*EXERCISE BRIEF*.
Return the records below exactly, leaving nothing out.

*EXTRACTED ENTRIES*.
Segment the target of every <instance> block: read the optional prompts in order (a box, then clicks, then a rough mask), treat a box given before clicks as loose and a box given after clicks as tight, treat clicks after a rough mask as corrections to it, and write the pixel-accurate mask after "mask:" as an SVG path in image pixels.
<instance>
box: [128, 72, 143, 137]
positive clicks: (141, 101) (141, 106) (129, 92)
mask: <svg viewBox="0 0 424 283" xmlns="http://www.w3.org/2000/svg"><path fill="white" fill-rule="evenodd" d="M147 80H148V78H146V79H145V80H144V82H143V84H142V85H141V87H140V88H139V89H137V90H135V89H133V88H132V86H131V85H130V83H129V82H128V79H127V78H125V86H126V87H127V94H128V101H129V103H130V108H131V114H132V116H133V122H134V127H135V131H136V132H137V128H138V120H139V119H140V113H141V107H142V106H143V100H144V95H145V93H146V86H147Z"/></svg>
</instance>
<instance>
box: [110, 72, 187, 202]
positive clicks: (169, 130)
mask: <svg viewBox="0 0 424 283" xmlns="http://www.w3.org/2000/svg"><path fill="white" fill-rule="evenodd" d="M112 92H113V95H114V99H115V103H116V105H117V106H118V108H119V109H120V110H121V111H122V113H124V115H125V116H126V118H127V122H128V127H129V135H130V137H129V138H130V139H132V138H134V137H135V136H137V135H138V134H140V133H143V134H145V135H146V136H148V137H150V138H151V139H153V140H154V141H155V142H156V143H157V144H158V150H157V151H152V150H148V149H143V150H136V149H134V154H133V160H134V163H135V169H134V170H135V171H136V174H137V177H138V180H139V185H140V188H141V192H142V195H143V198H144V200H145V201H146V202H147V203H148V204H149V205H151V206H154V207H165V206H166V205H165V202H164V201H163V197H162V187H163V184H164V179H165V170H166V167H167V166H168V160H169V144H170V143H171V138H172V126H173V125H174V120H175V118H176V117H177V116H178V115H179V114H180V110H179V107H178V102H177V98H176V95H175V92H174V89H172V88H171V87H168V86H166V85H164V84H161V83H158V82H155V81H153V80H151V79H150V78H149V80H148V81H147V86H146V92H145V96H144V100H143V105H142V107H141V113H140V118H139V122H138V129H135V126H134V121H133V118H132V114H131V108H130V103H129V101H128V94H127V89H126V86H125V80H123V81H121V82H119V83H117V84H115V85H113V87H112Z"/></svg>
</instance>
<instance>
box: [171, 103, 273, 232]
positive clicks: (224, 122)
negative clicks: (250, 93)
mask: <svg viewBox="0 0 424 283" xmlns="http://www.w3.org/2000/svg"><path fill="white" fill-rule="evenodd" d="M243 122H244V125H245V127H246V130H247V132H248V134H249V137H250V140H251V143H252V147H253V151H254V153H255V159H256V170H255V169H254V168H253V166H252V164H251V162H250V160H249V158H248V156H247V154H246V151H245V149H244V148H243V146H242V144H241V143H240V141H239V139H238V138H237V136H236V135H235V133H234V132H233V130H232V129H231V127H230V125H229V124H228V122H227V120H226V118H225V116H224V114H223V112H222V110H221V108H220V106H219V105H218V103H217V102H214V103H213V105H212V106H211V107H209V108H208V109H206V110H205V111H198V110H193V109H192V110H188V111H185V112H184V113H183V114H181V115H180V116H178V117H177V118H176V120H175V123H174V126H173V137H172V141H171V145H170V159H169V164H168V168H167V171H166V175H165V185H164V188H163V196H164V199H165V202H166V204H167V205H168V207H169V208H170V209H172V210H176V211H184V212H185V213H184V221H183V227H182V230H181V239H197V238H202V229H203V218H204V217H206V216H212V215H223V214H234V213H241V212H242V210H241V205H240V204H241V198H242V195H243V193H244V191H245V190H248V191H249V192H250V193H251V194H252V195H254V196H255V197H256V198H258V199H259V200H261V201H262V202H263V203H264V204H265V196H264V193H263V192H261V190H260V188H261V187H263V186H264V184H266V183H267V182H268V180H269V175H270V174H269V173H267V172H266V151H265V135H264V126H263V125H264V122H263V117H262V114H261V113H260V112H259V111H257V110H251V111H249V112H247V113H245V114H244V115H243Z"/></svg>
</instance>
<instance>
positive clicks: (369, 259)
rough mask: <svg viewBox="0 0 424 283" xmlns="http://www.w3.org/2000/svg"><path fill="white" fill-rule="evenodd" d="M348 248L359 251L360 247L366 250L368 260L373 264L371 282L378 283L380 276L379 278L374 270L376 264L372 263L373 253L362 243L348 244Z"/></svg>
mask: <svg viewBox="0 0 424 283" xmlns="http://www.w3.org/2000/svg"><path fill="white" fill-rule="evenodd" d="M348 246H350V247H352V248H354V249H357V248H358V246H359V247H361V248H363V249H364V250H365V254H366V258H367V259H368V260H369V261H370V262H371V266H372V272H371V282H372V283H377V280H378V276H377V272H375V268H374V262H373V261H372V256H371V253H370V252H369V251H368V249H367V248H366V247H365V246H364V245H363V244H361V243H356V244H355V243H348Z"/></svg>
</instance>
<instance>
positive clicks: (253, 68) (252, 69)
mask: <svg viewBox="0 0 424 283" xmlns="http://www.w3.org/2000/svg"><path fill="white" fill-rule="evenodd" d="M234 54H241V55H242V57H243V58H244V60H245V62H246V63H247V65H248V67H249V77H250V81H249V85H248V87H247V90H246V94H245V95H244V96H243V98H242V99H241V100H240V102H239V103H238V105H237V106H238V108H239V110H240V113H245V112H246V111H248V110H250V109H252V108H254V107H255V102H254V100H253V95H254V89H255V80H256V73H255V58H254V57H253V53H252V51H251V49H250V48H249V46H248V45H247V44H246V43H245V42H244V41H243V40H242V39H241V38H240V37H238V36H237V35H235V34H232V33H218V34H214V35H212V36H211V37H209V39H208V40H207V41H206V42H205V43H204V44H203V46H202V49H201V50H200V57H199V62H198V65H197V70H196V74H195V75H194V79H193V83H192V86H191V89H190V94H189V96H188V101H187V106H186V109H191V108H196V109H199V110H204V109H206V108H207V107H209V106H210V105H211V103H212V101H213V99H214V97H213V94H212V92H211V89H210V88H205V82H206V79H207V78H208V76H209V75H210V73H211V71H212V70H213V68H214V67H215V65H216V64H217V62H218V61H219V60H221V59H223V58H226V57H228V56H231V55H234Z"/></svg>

*ANSWER TO THIS TASK*.
Segment the target of every <instance> block: read the optional prompts in order (a box, then clicks, then a rough mask), treat a box given before clicks as loose and a box given after clicks as tight, treat clicks after a rough mask as corrections to it, and write the pixel-accurate mask after "mask:" as an SVG path in image pixels.
<instance>
box: [128, 72, 143, 137]
positive clicks: (141, 101) (141, 106) (129, 92)
mask: <svg viewBox="0 0 424 283" xmlns="http://www.w3.org/2000/svg"><path fill="white" fill-rule="evenodd" d="M147 80H148V78H146V79H145V80H144V82H143V84H142V85H141V87H140V88H139V89H137V90H135V89H133V88H132V86H131V85H130V83H129V82H128V79H127V78H125V86H126V87H127V94H128V101H129V103H130V108H131V114H132V116H133V122H134V127H135V131H136V132H137V128H138V120H139V119H140V113H141V107H142V106H143V100H144V95H145V93H146V86H147Z"/></svg>
</instance>
<instance>
box: [110, 72, 187, 202]
positive clicks: (169, 130)
mask: <svg viewBox="0 0 424 283" xmlns="http://www.w3.org/2000/svg"><path fill="white" fill-rule="evenodd" d="M112 92H113V95H114V99H115V103H116V105H117V106H118V108H119V109H120V110H121V111H122V113H124V115H125V116H126V118H127V122H128V127H129V135H130V137H129V138H130V139H132V138H134V137H135V136H137V135H138V134H140V133H143V134H145V135H146V136H148V137H150V138H151V139H153V140H154V141H155V142H156V143H157V144H158V150H157V151H152V150H148V149H143V150H136V149H134V154H133V160H134V163H135V169H134V170H135V171H136V174H137V177H138V180H139V185H140V188H141V192H142V195H143V198H144V200H145V201H146V202H147V203H148V204H149V205H151V206H154V207H165V206H166V205H165V202H164V201H163V197H162V187H163V184H164V179H165V170H166V167H167V166H168V160H169V144H170V143H171V138H172V126H173V125H174V120H175V118H176V117H177V116H178V115H179V114H180V110H179V107H178V102H177V98H176V95H175V92H174V89H172V88H171V87H168V86H166V85H164V84H161V83H158V82H155V81H153V80H151V79H150V78H149V80H148V81H147V86H146V92H145V96H144V100H143V105H142V107H141V113H140V118H139V122H138V129H135V126H134V121H133V118H132V114H131V108H130V103H129V101H128V94H127V89H126V86H125V80H123V81H121V82H119V83H117V84H115V85H113V87H112Z"/></svg>
</instance>
<instance>
box: [171, 103, 273, 232]
positive clicks: (224, 122)
negative clicks: (250, 93)
mask: <svg viewBox="0 0 424 283" xmlns="http://www.w3.org/2000/svg"><path fill="white" fill-rule="evenodd" d="M243 122H244V125H245V127H246V130H247V132H248V134H249V137H250V140H251V143H252V147H253V151H254V153H255V159H256V170H255V169H254V168H253V166H252V164H251V162H250V160H249V158H248V156H247V154H246V151H245V149H244V148H243V146H242V144H241V143H240V141H239V139H238V138H237V136H236V135H235V133H234V132H233V130H232V129H231V127H230V125H229V124H228V122H227V120H226V118H225V116H224V114H223V112H222V110H221V108H220V106H219V105H218V103H217V102H214V103H213V105H212V106H211V107H209V108H208V109H206V110H205V111H198V110H193V109H192V110H188V111H185V112H184V113H183V114H181V115H180V116H178V117H177V118H176V120H175V123H174V126H173V137H172V141H171V145H170V159H169V164H168V168H167V171H166V175H165V185H164V188H163V196H164V199H165V202H166V204H167V205H168V207H169V208H170V209H172V210H176V211H184V212H185V213H184V221H183V227H182V230H181V239H197V238H202V229H203V218H204V217H206V216H212V215H223V214H234V213H241V212H242V210H241V205H240V204H241V198H242V195H243V193H244V191H245V190H248V191H249V192H250V193H251V194H252V195H254V196H255V197H256V198H258V199H259V200H261V201H262V202H263V203H264V204H265V196H264V193H263V192H261V190H260V188H261V187H263V186H264V184H266V183H267V182H268V180H269V175H270V174H269V173H267V172H266V151H265V135H264V126H263V125H264V122H263V117H262V114H261V113H260V112H259V111H257V110H251V111H249V112H247V113H245V114H244V115H243Z"/></svg>
</instance>
<instance>
positive clicks: (369, 259)
rough mask: <svg viewBox="0 0 424 283" xmlns="http://www.w3.org/2000/svg"><path fill="white" fill-rule="evenodd" d="M348 248L359 251L360 247L366 250L368 260L373 264L371 282L378 283L380 276L379 278L374 270L376 264L372 263L373 253L362 243L348 244Z"/></svg>
mask: <svg viewBox="0 0 424 283" xmlns="http://www.w3.org/2000/svg"><path fill="white" fill-rule="evenodd" d="M348 246H350V247H352V248H354V249H357V248H358V246H359V247H361V248H363V249H364V250H365V254H366V258H367V259H368V260H369V261H370V262H371V266H372V272H371V282H372V283H377V280H378V276H377V272H375V268H374V262H373V261H372V256H371V253H370V252H369V251H368V249H367V248H366V247H365V246H364V245H363V244H361V243H356V244H355V243H348Z"/></svg>
</instance>
<instance>
positive clicks: (253, 68) (252, 69)
mask: <svg viewBox="0 0 424 283" xmlns="http://www.w3.org/2000/svg"><path fill="white" fill-rule="evenodd" d="M234 54H241V55H242V57H243V58H244V60H245V62H246V63H247V65H248V67H249V77H250V81H249V85H248V87H247V90H246V94H245V95H244V96H243V98H242V99H241V100H240V102H239V103H238V105H237V106H238V108H239V110H240V113H245V112H246V111H248V110H250V109H252V108H254V107H255V102H254V100H253V95H254V89H255V80H256V73H255V58H254V57H253V53H252V51H251V49H250V48H249V46H248V45H247V44H246V43H245V42H244V41H243V40H242V39H241V38H240V37H238V36H237V35H235V34H232V33H218V34H214V35H212V36H211V37H209V39H208V40H207V41H206V42H205V43H204V44H203V46H202V49H201V50H200V57H199V62H198V65H197V70H196V74H195V75H194V79H193V83H192V86H191V89H190V94H189V96H188V101H187V106H186V109H191V108H196V109H199V110H204V109H206V108H207V107H209V106H210V105H211V103H212V101H213V99H214V97H213V94H212V92H211V89H210V88H205V82H206V79H207V78H208V76H209V75H210V73H211V71H212V70H213V68H214V67H215V65H216V64H217V62H218V61H219V60H221V59H223V58H226V57H228V56H231V55H234Z"/></svg>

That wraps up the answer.